- _WHAT TO PRODUCE_: Pick out every line below that contains the string "doorway" and copy each one. Case counts.
>> Start
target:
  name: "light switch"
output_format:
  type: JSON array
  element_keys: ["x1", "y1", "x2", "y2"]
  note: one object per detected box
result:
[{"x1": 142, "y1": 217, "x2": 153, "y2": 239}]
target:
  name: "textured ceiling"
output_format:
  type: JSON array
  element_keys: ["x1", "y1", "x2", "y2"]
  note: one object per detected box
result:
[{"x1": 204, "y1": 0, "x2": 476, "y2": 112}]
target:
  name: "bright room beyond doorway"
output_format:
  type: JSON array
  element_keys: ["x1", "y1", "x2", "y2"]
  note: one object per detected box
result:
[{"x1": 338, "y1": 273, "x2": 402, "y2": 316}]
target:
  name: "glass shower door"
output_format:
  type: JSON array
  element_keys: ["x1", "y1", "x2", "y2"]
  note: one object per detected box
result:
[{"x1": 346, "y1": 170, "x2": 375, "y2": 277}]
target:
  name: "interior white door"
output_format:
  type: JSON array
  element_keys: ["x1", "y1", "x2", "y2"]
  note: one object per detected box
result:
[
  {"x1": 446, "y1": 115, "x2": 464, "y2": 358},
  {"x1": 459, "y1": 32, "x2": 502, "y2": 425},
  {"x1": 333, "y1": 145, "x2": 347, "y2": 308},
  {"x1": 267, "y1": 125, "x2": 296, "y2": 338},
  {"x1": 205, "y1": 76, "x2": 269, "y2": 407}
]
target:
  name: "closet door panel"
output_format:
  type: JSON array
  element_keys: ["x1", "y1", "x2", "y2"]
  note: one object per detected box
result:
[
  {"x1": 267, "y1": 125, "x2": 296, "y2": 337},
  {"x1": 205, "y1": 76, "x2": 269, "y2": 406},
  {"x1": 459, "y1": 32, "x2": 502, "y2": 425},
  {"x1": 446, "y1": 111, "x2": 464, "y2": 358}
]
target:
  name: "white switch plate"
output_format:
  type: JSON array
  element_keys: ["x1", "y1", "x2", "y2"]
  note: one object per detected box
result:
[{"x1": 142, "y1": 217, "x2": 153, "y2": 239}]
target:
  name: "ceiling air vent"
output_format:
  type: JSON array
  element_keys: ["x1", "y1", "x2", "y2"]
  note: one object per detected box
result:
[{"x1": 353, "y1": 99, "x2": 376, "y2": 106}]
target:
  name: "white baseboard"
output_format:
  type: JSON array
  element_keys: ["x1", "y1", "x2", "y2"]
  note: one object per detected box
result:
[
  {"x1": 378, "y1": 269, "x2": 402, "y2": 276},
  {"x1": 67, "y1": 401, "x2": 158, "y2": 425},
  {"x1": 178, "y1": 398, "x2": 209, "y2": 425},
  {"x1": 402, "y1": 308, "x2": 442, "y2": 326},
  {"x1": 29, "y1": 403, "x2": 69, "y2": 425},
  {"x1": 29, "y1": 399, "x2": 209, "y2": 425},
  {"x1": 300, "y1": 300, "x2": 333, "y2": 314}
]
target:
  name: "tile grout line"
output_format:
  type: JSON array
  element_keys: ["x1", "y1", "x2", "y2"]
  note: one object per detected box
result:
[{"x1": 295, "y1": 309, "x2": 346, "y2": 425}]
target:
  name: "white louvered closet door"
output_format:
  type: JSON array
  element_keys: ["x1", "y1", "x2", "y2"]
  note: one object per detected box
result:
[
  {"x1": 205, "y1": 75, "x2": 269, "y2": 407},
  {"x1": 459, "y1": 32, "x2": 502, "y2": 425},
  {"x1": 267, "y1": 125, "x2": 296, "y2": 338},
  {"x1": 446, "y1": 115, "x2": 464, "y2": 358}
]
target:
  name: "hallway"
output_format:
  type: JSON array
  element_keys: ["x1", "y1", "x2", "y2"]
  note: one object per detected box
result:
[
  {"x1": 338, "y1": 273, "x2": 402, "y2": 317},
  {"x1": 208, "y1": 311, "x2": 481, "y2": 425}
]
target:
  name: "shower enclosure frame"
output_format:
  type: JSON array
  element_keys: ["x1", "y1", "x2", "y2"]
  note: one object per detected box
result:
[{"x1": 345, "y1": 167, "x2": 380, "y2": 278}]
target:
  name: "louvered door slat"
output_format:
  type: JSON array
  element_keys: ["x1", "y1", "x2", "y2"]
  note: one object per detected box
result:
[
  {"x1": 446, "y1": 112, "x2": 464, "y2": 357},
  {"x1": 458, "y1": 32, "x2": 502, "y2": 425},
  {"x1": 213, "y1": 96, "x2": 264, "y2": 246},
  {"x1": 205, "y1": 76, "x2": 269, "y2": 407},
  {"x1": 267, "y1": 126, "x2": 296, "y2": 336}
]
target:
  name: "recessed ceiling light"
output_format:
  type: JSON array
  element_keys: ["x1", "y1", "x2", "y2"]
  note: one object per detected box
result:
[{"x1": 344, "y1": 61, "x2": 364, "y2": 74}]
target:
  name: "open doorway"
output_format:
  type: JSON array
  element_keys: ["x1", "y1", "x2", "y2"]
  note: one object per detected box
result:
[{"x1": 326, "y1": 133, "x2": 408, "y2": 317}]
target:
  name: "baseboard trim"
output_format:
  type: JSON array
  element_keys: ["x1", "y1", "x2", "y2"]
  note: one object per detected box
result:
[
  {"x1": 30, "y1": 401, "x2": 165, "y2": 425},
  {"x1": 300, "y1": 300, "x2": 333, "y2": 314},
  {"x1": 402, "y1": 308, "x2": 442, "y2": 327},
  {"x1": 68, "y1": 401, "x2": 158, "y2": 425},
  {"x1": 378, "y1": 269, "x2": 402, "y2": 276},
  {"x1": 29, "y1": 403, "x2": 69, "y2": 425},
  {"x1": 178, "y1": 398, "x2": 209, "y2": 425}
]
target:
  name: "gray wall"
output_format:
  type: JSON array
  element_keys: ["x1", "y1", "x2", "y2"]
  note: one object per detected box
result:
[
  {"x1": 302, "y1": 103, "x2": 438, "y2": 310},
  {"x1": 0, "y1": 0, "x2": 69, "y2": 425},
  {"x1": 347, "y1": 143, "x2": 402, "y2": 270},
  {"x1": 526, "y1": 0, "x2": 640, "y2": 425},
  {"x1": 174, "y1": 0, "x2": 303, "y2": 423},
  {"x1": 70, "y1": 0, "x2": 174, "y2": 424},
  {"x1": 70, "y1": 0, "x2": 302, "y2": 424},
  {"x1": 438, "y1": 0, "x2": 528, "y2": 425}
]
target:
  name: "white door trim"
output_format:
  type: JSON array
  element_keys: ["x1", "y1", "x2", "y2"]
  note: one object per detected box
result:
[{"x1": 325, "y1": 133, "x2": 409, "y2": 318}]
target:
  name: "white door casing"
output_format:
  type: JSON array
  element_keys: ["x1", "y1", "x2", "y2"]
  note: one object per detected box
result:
>> End
>> Start
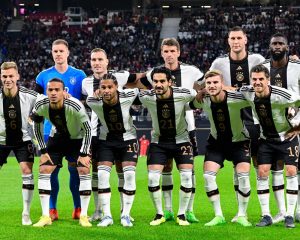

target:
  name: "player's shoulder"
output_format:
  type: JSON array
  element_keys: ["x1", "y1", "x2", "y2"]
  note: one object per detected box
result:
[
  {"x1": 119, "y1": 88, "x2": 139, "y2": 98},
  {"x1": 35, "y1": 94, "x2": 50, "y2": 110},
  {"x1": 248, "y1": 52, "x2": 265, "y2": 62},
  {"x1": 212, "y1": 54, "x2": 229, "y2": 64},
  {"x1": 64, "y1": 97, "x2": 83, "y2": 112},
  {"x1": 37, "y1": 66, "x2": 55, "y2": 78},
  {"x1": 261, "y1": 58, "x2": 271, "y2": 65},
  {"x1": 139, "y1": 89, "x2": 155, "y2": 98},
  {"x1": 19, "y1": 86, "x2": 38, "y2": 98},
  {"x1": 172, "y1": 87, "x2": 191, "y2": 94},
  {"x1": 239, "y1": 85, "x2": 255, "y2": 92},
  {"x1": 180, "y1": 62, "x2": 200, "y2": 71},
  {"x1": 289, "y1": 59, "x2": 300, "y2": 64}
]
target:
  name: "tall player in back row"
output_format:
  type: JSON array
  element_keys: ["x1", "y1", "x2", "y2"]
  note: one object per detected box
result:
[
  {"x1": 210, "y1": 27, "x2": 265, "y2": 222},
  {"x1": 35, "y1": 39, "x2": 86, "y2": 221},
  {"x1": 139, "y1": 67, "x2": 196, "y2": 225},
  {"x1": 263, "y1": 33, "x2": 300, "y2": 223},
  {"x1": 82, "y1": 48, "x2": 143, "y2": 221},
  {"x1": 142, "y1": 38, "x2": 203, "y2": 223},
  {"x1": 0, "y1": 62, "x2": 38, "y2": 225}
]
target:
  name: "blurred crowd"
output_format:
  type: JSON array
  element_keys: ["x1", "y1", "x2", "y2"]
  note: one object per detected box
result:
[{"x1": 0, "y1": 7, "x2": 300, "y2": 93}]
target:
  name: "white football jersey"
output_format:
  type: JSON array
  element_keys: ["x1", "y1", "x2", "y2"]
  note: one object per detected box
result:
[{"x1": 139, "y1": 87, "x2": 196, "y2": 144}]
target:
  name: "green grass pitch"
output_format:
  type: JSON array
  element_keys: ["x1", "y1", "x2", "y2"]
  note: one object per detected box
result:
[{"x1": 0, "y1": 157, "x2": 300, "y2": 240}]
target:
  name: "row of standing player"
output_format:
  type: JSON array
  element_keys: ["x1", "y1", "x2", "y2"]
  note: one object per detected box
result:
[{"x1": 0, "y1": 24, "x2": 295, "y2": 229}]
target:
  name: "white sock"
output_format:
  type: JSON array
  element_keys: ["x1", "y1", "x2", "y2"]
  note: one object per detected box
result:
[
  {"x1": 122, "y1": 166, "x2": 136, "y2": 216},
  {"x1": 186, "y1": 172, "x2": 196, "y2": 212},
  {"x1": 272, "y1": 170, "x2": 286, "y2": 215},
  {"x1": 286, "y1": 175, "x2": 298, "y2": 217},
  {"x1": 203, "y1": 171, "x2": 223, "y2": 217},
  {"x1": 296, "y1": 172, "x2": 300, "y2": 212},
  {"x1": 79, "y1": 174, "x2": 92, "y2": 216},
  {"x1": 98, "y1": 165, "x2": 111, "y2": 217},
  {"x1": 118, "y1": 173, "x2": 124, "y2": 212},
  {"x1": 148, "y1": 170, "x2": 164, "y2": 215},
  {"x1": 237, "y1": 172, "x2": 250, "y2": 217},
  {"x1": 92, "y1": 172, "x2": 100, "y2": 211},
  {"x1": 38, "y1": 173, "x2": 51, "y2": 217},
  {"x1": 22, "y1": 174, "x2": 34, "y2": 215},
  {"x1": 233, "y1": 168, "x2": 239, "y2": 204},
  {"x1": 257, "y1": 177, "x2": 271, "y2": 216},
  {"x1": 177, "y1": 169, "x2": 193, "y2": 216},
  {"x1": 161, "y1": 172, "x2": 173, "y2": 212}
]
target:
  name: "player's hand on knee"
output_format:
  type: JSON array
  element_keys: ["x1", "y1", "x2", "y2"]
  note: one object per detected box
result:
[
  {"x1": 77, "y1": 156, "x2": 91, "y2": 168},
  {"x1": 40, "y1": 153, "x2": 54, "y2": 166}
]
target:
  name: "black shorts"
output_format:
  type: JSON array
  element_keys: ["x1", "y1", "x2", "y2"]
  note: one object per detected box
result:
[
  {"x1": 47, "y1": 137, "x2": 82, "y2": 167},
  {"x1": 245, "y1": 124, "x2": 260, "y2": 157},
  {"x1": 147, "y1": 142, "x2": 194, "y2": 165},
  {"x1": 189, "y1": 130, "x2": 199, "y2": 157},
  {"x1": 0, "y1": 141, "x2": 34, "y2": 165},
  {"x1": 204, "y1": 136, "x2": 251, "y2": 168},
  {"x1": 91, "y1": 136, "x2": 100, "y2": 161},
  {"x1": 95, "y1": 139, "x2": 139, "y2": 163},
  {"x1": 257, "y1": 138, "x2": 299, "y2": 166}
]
>> End
- _SOLUTION TO THIS TASK_:
  name: "bright room beyond doorway"
  name: "open doorway"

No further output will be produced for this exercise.